§ PASSAGE PROVIDED:
┌──

Try your best to never stop and hold the brakes when the rotor is hot in this first phase.  If you get caught out by a yellow light, try to get through it without emergency stopping.  If you find yourself in the situation of coming down from speed to a complete stop, holding the brakes onto the stationary rotor can leave an uneven deposit in the transfer layer, eventually ruining your bed-in.

Over the next 100 or so miles, you can begin to use your brakes closer to normal, as by now hopefully a nice even layer of pad material has been deposited on the brake rotor.  At the end of this phase you can begin the finalization process if you are a perfectionist.  Some manufacturers have specific bed in procedures to use, which we have listed below.  If you don’t see your new brakes below, follow the above procedure.

Bosch QuietCast Brake Pad Bed-in

This is what Bosch has to say about their QuietCast Brake PadsFind an area that will allow you to safely stop the vehicle 5 times.  Accelerate to about 40 mph then down to 10 mph. Allow 30 seconds between brake applications. Apply moderate brake pressure and reduce your speed to 5-10 MPH.   Repeat this procedure about 4 times without bringing the vehicle to a full stop. The idea is to heat up your brake pads and rotors smoothly. Lastly, do another 5 stops to 35 mph down to 5 mph without completely stopping to let the brakes cool.

During the bedding procedure try not to rest your foot on the brake pedal at a complete stop when the pads or rotors are hot. This may cause brake judder as a result of friction material building up in one spot.

EBC Brake Pad Bed-in

EBC Bed In Coating

EBC’s proprietary bed-in coating makes for longer life and smoother brakes.

This is as per EBC’s instruction from their website:  On a QUIET ROAD in safe traffic apply the brakes and slow from 60 to 10 MPH five times in a row. Then drive slowly for a few minutes if safe to do so to allow the brakes to cool. Try to avoid coming to a rest whilst the brakes are heated. A smell may be noticed from the warm brakes, this is normal. Repeat this procedure a second time after the brakes have TOTALLY cooled down. EBC pads get better with miles. Even after this bed in procedure it can take up to 1500 miles before the pads are at their best.

└──

§ Saved entries:
┌──

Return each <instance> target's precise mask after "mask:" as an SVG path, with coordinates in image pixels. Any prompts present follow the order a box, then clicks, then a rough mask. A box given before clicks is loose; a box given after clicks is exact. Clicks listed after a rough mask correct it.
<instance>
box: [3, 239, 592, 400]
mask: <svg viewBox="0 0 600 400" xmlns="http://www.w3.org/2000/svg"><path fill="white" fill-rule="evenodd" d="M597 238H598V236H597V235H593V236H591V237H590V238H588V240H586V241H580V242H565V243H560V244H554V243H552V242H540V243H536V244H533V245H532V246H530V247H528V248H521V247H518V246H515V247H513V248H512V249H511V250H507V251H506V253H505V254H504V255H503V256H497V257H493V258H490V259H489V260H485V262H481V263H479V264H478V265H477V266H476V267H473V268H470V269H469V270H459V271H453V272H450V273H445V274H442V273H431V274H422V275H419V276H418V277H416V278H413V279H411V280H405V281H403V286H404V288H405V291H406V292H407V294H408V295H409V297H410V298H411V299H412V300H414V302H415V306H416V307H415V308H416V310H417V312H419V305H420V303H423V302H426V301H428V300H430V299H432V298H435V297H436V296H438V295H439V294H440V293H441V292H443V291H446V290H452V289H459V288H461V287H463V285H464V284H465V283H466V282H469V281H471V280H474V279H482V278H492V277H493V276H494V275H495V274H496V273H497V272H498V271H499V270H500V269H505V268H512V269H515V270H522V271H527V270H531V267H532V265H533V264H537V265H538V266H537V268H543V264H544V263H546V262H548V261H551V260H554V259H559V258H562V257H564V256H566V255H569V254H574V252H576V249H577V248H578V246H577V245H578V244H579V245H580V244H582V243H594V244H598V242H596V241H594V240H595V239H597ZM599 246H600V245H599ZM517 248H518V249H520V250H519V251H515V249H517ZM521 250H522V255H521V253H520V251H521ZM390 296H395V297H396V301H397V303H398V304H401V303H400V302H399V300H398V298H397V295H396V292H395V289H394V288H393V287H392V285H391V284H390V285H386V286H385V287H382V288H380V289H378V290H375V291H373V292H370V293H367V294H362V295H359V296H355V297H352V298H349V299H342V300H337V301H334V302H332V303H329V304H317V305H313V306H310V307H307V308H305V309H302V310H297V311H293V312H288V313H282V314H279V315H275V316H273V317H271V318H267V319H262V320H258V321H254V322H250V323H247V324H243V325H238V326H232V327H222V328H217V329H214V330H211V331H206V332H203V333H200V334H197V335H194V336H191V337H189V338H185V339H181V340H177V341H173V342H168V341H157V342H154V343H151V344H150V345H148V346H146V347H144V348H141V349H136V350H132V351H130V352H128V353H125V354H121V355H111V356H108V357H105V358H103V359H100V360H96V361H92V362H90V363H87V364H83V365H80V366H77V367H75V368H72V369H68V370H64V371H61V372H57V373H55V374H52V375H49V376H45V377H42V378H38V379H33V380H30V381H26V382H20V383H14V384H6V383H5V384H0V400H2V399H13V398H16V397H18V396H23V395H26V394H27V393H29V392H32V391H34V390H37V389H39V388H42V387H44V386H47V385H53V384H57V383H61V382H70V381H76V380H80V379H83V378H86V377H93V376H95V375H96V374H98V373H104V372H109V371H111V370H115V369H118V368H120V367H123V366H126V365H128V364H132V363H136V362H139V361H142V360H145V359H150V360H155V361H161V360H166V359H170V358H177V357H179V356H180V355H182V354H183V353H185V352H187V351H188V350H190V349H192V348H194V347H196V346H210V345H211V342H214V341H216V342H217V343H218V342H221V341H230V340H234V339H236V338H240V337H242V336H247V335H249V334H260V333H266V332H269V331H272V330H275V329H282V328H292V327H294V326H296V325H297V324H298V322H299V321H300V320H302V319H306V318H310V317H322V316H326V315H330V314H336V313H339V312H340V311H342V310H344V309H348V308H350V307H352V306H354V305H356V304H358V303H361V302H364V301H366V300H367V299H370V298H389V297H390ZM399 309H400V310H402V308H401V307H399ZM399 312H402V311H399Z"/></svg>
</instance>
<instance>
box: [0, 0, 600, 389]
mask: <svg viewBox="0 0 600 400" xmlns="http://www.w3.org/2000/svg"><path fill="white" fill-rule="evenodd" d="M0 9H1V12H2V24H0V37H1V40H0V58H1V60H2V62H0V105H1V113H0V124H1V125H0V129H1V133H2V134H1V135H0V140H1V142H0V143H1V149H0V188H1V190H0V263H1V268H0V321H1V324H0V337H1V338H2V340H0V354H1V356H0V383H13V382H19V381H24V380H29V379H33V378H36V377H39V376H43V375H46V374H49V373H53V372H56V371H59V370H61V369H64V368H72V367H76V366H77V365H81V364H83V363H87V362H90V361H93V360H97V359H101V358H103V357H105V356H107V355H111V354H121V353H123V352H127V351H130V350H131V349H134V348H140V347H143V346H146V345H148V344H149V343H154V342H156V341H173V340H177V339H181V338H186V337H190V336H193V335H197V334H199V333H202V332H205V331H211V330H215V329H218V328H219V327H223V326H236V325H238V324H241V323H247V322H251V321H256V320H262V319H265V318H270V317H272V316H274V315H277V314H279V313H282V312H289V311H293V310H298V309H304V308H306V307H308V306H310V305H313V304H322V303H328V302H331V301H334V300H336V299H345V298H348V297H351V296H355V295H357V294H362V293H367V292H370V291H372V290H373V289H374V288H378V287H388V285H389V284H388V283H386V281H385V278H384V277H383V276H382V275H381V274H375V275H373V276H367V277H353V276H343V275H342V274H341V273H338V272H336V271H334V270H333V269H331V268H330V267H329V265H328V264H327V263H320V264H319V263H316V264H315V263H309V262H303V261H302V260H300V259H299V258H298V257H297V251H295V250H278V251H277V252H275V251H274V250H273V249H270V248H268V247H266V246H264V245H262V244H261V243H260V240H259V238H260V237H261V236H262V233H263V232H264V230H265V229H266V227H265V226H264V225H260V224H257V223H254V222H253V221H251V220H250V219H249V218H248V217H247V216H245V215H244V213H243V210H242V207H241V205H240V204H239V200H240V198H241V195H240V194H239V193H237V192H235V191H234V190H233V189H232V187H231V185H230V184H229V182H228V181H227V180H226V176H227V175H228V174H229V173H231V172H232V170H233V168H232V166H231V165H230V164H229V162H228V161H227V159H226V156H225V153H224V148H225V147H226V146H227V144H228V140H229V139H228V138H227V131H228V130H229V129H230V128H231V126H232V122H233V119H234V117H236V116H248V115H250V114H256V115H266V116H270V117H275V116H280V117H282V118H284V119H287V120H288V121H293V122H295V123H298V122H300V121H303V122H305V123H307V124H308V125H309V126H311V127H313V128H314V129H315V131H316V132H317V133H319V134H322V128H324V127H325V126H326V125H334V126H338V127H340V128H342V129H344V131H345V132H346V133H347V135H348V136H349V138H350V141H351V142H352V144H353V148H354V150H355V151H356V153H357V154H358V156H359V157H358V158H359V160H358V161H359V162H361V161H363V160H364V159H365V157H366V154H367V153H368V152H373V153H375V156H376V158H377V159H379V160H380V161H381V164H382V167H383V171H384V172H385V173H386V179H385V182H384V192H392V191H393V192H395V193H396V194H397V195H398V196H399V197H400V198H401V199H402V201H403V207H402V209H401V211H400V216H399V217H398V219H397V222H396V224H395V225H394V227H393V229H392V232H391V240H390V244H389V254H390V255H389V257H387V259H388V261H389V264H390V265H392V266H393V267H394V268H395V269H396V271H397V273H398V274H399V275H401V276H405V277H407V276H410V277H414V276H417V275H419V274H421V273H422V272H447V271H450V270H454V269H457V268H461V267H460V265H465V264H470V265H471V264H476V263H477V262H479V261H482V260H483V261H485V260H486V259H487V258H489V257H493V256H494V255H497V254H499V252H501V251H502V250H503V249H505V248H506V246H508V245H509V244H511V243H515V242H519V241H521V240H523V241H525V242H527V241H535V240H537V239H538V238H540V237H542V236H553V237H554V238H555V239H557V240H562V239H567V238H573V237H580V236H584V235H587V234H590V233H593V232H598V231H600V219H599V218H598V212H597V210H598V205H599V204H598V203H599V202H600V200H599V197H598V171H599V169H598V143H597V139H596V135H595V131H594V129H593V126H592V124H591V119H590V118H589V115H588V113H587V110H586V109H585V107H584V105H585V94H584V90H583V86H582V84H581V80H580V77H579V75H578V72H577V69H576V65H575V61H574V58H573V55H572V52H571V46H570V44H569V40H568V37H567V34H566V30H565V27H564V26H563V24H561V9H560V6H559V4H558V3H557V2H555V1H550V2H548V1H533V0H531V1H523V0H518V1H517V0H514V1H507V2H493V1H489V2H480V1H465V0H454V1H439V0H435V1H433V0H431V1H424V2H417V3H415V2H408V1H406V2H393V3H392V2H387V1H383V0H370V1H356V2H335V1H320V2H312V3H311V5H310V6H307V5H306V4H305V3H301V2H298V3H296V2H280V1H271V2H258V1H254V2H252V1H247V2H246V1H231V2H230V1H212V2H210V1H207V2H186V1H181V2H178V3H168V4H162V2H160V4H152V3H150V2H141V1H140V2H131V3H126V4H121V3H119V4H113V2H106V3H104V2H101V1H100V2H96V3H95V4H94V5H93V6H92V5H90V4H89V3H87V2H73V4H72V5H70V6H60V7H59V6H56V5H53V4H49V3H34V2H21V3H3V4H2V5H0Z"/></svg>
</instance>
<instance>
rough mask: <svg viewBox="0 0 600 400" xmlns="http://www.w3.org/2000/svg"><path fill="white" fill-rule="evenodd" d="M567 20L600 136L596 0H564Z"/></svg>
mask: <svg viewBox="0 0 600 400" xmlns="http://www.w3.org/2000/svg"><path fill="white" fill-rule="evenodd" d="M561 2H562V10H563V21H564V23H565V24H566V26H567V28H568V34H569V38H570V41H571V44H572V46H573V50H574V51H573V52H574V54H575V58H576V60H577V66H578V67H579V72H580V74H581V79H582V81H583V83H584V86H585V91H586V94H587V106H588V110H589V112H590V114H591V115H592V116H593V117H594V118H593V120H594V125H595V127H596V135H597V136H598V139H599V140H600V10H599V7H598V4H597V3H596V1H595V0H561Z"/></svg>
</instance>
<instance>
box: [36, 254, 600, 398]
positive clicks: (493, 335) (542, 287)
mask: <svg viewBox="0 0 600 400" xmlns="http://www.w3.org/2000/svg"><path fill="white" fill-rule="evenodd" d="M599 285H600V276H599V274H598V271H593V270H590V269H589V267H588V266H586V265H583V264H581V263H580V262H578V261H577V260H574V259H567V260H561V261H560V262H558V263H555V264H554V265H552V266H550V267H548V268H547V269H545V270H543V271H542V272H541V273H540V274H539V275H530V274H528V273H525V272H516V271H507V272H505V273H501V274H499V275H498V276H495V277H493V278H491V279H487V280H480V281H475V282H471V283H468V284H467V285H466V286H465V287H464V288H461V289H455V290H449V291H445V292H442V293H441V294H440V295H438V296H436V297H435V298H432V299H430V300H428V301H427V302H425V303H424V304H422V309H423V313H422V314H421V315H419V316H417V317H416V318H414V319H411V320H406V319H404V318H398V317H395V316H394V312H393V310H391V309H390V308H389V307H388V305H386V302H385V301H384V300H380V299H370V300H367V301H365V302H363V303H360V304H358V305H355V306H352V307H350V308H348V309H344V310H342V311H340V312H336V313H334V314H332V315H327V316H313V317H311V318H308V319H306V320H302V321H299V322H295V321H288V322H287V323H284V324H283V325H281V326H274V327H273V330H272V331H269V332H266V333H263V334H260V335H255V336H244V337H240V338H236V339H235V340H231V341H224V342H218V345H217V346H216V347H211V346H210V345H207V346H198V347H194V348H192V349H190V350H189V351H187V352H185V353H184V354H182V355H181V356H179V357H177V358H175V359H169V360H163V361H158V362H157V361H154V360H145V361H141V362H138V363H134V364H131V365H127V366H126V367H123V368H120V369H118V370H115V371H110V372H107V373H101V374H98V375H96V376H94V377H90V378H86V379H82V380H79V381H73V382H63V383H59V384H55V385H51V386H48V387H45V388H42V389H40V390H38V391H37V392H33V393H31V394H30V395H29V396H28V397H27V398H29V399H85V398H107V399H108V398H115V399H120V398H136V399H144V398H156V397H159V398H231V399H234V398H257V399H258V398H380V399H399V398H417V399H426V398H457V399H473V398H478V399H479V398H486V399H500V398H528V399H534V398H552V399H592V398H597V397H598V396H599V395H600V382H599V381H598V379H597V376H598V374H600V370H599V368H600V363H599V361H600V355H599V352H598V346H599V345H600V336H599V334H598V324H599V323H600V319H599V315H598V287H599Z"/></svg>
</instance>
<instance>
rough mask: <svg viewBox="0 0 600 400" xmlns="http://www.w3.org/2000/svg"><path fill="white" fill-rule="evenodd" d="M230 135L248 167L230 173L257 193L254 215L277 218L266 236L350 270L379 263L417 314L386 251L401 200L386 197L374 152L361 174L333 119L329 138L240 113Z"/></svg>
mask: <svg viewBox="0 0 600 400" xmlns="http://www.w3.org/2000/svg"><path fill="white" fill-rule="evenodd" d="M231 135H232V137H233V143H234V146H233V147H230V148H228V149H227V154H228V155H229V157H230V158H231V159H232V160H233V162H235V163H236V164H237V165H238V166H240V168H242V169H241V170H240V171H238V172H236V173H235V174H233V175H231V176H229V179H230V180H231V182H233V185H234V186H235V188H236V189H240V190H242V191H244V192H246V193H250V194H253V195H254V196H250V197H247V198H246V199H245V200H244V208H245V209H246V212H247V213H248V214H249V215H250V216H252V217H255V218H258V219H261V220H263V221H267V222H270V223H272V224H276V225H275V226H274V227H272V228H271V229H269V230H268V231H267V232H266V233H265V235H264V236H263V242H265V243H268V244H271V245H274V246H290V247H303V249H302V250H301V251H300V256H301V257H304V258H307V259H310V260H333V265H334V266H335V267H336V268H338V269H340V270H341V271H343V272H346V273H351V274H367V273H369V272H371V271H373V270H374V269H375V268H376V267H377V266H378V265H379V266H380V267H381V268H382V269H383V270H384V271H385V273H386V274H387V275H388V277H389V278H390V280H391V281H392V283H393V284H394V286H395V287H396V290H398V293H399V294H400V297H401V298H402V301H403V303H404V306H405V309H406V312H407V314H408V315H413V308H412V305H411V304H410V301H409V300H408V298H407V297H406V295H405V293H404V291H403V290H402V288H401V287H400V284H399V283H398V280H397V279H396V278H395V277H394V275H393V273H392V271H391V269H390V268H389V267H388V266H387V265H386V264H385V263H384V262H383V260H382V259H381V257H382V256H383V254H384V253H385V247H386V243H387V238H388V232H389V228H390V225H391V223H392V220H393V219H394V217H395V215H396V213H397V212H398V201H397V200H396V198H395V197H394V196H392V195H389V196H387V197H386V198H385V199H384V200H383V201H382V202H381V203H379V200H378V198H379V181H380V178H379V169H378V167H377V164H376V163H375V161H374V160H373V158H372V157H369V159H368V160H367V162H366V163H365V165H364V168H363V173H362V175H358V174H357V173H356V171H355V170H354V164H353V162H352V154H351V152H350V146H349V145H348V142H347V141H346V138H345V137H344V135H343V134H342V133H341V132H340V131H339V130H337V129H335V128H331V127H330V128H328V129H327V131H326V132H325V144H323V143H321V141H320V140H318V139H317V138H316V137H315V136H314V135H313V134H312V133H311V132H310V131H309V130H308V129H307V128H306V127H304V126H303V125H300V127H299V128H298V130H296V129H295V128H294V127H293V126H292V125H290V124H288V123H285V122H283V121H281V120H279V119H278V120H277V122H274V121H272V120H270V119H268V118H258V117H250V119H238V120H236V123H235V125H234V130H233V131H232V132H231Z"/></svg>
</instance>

└──

§ TASKS TO CARRY OUT:
A. From the brake bed-in text, extract the passage starting with "EBC Brake Pad" and going on through "at their best.".
B. According to the brake bed-in text, how many miles can it take after the bed-in procedure before EBC pads are at their best?
C. Carry on the text about bedding in brake pads from where it stops.
You won't need the records for any of this.

§ WRITTEN ANSWERS:
A.
EBC Brake Pad Bed-in

EBC Bed In Coating

EBC’s proprietary bed-in coating makes for longer life and smoother brakes.

This is as per EBC’s instruction from their website:  On a QUIET ROAD in safe traffic apply the brakes and slow from 60 to 10 MPH five times in a row. Then drive slowly for a few minutes if safe to do so to allow the brakes to cool. Try to avoid coming to a rest whilst the brakes are heated. A smell may be noticed from the warm brakes, this is normal. Repeat this procedure a second time after the brakes have TOTALLY cooled down. EBC pads get better with miles. Even after this bed in procedure it can take up to 1500 miles before the pads are at their best.

B. Up to 1500 miles.

C.
It is important to note here that EBC brakes come with a special bed-in coating that works a little differently than standard brake pads.  Taking upwards of 1500miles of driving to fully bed-in, the result is a set of brakes that should last far longer than a normal set of brakes and rely mostly on adherent friction rather than abrasive.  The downside is that you will end up with a longer bed in phase with more brake dust than standard pads during that phase.

Akebono Brake Pad Bed-in

Akebono actually does not specify a break in procedure with their pads, champion their specialized formula to be good and ready out of the box.  Although it is true Akebono is one of the best OE style brake pads on the market, I would still use caution when installing to avoid accidental errors.  Follow the general procedure above when installing new brake pads.

Jurid/Bendix Brake Pad Bed-in

Other manufacturers have a variety of similar techniques, like Jurid (Bendix), the OE manufacturer for several European brands such as Mercedes and BMW.  The dealer will do the initial bed in for you using the 30/30/30 method, outlined like this:  Perform 30 stops from 30 miles per hour with a 30-second cooling interval between stops. These stops will be performed at a decelerating rate of 12 feet per second or less. This means that it should be a gentle easy stop.





5 thoughts on “Brake Pad Bed-In: The Crucial Forgotten Step
  1. Tom

    Today my mechanic have installed brake pad and rotor on my fx35 and he took it to drive but when he came back my wheel was smoking badly from all 4 wheels. It look like my car caught fires. Everyone around all came out from their shop and look at my car. I was really upset. I asked him what happen and he said he was testing it. I wonder if he did it right? He good at alignment so, I let him installed the brake for me but it shouldn’t be that much smoke right?

    • Adam Goral

      There should never be ANY smoke coming from your wheels, and definitely not fire. Something is seriously wrong and unsafe, do not drive this car until you figure out what is wrong.